TRECHO DE ORIGEM:

Um conto (quase) inédito de Machado e outras preciosidades

 Adelto Gonçalves (*)

I

Escrito por Machado de Assis (1839-1908) para a revista A Estação e publicado originalmente em seis folhetins (30 de julho, 15 e 30 de agosto, 15 e 30 de setembro e 15 de outubro de 1879), o conto “Um para o outro” foi dado como perdido por muitos especialistas. Sabia-se de sua existência, mas pesava contra a sua localização que não constasse do acervo de obras raras nem de manuscritos da Biblioteca Nacional do Rio de Janeiro, que seria o local natural onde deveria estar. Jamais incluído em qualquer antologia ou em edição de volume, foi preciso um trabalho de investigação que levou mais de seis anos para que o professor e pesquisador literário Mauro Rosso o localizasse depois de quase 130 anos de “desaparecimento”.

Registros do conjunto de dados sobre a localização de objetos
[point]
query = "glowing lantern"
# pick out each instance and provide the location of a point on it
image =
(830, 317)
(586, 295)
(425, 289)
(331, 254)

TAREFA PEDIDA 1: Reescreva todas as linhas dos registros, sem omitir nada, reduzindo a escala das coordenadas das respostas. Multiplique cada uma por 0,3 e arredonde para o número inteiro mais próximo, com as metades para cima.
TAREFA PEDIDA 2: Dê continuidade ao texto sobre o conto “Um para o outro”, de Machado de Assis, a partir de onde ele para.

RESPOSTA CERTA 1:
[point]
query = "glowing lantern"
# pick out each instance and provide the location of a point on it
image =
(249, 95)
(176, 89)
(128, 87)
(99, 76)

RESPOSTA CERTA 2:
Foi no acervo pessoal de José Galante de Souza (1913-1986), professor, pesquisador e autor de obras fundamentais para a compreensão do pensamento machadiano, como Bibliografia de Machado de Assis e Fontes Para o Estudo de Machado de Assis, que Rosso encontrou o que procurava em meio a recortes, excertos, fragmentos e anotações variadas. Como pesquisador, Galante trabalhou para o Instituto Nacional do Livro e na Fundação Casa de Rui Barbosa, no Rio de Janeiro, o que explica por que seu acervo está lá, embora ainda em fase de organização.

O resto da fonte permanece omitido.